(Referring expression data)
◆ ◆ ◆ ◆ ◆ ◆ ◆
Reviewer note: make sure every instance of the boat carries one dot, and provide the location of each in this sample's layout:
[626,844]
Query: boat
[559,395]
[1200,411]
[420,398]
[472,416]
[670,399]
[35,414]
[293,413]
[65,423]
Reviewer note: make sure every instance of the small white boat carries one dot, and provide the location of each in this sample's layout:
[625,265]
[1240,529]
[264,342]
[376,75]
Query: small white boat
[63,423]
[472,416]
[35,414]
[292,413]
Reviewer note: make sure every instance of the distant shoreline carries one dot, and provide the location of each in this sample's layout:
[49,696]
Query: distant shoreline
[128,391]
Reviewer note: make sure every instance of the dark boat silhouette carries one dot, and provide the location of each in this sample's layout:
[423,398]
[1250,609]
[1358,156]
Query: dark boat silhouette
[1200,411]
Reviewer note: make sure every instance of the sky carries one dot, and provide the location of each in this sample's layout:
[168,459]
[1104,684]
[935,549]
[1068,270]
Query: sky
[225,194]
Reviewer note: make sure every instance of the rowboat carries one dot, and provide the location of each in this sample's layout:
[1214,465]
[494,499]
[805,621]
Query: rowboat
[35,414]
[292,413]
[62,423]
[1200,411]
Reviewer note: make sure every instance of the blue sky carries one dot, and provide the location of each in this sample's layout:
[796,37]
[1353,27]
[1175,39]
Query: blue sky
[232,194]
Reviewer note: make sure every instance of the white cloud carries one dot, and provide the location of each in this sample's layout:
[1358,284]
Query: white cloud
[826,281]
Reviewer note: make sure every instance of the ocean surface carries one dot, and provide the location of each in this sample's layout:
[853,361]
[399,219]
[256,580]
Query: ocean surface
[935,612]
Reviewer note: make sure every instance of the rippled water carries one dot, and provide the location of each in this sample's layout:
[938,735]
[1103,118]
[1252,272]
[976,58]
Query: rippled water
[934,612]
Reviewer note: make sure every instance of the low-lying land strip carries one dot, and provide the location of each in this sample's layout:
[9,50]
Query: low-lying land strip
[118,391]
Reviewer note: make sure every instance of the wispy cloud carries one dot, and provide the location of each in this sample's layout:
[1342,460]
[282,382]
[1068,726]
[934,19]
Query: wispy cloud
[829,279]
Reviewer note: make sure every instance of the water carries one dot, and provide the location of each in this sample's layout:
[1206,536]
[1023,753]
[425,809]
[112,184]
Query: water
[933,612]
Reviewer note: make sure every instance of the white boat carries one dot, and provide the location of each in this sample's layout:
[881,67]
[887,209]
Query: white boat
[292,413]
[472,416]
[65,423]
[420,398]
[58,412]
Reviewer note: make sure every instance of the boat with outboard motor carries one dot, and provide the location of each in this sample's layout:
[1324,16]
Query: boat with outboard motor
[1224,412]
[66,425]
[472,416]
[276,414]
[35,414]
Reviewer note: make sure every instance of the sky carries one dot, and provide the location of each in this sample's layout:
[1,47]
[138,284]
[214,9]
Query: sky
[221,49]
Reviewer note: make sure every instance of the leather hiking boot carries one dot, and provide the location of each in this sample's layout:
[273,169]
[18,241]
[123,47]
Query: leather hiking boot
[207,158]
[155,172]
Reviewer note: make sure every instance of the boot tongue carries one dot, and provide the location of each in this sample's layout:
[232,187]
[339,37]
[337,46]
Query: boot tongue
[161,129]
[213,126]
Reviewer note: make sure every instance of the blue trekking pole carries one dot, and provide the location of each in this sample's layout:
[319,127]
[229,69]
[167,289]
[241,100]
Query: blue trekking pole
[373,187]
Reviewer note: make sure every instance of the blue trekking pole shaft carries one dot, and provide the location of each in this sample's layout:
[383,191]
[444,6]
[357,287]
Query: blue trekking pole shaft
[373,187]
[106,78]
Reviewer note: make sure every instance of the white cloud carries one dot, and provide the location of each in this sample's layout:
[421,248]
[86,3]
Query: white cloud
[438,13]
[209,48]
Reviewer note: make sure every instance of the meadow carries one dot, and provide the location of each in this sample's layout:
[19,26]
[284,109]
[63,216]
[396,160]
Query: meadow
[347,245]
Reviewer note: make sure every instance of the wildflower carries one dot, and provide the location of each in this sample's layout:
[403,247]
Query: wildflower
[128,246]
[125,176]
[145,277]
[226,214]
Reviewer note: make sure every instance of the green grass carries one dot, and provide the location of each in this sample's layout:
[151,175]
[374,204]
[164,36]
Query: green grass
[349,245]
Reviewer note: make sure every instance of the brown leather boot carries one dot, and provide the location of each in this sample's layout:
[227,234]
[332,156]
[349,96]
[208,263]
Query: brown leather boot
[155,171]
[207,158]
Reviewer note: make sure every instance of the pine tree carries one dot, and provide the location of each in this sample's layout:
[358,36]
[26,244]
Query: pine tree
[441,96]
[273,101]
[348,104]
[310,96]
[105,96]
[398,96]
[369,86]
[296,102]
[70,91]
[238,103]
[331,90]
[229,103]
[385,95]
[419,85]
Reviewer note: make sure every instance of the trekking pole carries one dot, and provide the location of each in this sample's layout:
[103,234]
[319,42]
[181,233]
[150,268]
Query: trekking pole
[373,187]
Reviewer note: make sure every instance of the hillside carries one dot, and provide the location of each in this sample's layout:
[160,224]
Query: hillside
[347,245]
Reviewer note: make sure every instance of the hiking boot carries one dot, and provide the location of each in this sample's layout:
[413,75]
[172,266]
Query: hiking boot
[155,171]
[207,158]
◆ ◆ ◆ ◆ ◆ ◆ ◆
> Aim of the task
Copy out each record from above, exactly.

> Worked solution
Reviewer note: make sure every instance of the boat carries one dot, and provide the location of each in this sample's layout:
[626,844]
Query: boat
[559,395]
[1200,411]
[420,398]
[472,416]
[670,399]
[35,414]
[293,413]
[65,423]
Reviewer note: make sure every instance of the small white boat carries one dot, and provide the location of each in this sample's layout:
[625,265]
[1240,529]
[264,342]
[376,75]
Query: small white boat
[63,423]
[472,416]
[35,414]
[292,413]
Reviewer note: make sure every instance of the distant shoreline carries one dot, and provide the location of each in this sample's layout:
[49,696]
Query: distant shoreline
[128,391]
Reviewer note: make sure every instance of the dark boat silhouette carries one dot, and provide the location of each in this sample's layout:
[423,398]
[1250,609]
[1358,156]
Query: dark boat silhouette
[1200,411]
Reviewer note: make sure every instance of the sky carries one dot, and provide the location of each in this sample's layout:
[168,459]
[1104,684]
[935,549]
[1068,270]
Query: sky
[225,194]
Reviewer note: make sure every instance of the rowboat carries one dot, and provide the location of each in this sample's layout:
[1214,465]
[494,499]
[805,621]
Query: rowboat
[35,414]
[292,413]
[62,423]
[1200,411]
Reviewer note: make sure every instance of the blue sky carries one dot, and provide the location of each in this sample's layout:
[796,37]
[1353,27]
[1175,39]
Query: blue sky
[232,194]
Reviewer note: make sure every instance of the white cloud carries one dot, and provide the location of each in this sample's layout:
[1358,284]
Query: white cloud
[826,281]
Reviewer note: make sure every instance of the ocean surface carries one dot, and provide the location of each in this sample's layout:
[853,361]
[399,219]
[256,580]
Query: ocean surface
[935,612]
Reviewer note: make sure every instance of the rippled water carries one dot, and provide the location of each in this sample's layout:
[938,735]
[1103,118]
[1252,272]
[976,58]
Query: rippled water
[934,612]
Reviewer note: make sure every instance of the low-lying land strip carries one dot, and provide the location of each in this sample's layout:
[9,50]
Query: low-lying land strip
[118,391]
Reviewer note: make sure every instance of the wispy cloud carries one dot, and provide the location of each in this sample's layout:
[1342,460]
[282,382]
[1068,726]
[934,19]
Query: wispy cloud
[829,279]
Reviewer note: make sure every instance of the water carries one dot, and provide the location of each in this sample's layout:
[1206,536]
[1023,753]
[425,809]
[112,184]
Query: water
[933,612]
Reviewer note: make sure every instance of the white boat carries one dot, and provide the location of each in this sample's layout:
[881,67]
[887,209]
Query: white boat
[292,413]
[472,416]
[65,423]
[420,398]
[58,412]
Reviewer note: make sure every instance of the boat with outboard motor carries one dot, and provide the location of each in this sample's layout:
[1324,16]
Query: boat with outboard motor
[1224,412]
[66,425]
[472,416]
[276,414]
[35,414]
Reviewer note: make sure every instance of the sky carries one dot, and provide the location of each in this sample's layout:
[1,47]
[138,284]
[214,9]
Query: sky
[221,49]
Reviewer note: make sure every instance of the leather hiking boot carries one dot, and provide the location of each in this sample's layout:
[273,169]
[18,241]
[123,47]
Query: leather hiking boot
[207,158]
[155,172]
Reviewer note: make sure every instance of the boot tongue carries one dot, and provide the location of each in this sample's layout:
[232,187]
[339,37]
[337,46]
Query: boot tongue
[161,129]
[213,126]
Reviewer note: make sure every instance of the blue trekking pole carries one dot, and provide the location of each in this sample's layout:
[319,127]
[229,69]
[167,289]
[241,100]
Query: blue trekking pole
[373,187]
Reviewer note: make sure every instance of the blue trekking pole shaft carries one dot, and provide the location of each in this sample's layout:
[383,191]
[444,6]
[357,287]
Query: blue trekking pole shaft
[373,187]
[106,78]
Reviewer note: make sure every instance of the white cloud carries one dot, and provide the location of each in this sample's layout:
[421,248]
[86,3]
Query: white cloud
[438,13]
[209,48]
Reviewer note: make sure every instance of the meadow carries one dot, and provide the location of each in this sample's layout:
[19,26]
[284,109]
[63,216]
[396,160]
Query: meadow
[347,245]
Reviewer note: make sure every instance of the wildflower carries one dot, and provide the location of each in this sample's layout:
[403,247]
Query: wildflower
[128,246]
[125,176]
[145,277]
[226,214]
Reviewer note: make sure every instance of the green grass carries one dot, and provide the location of each in this sample's layout:
[151,175]
[374,204]
[164,36]
Query: green grass
[349,245]
Reviewer note: make sure every instance of the brown leather boot carries one dot, and provide the location of each in this sample's layout:
[227,234]
[332,156]
[349,96]
[208,263]
Query: brown leather boot
[155,171]
[207,158]
Reviewer note: make sure every instance of the pine tree carries one dot, and provide the location of each in this sample's layout:
[358,36]
[26,244]
Query: pine tree
[441,96]
[273,101]
[348,104]
[310,96]
[105,96]
[398,96]
[369,86]
[296,102]
[70,91]
[238,103]
[331,90]
[229,103]
[385,95]
[419,85]
Reviewer note: make sure every instance of the trekking pole carries one dot, and provide the location of each in this sample's layout:
[103,234]
[319,42]
[181,233]
[150,268]
Query: trekking pole
[373,187]
Reviewer note: make sure every instance of the hillside carries one dot, and provide the location of each in this sample's layout:
[160,224]
Query: hillside
[347,245]
Reviewer note: make sure every instance of the hiking boot carries one dot, and provide the location of each in this sample's layout:
[413,75]
[172,266]
Query: hiking boot
[155,171]
[207,158]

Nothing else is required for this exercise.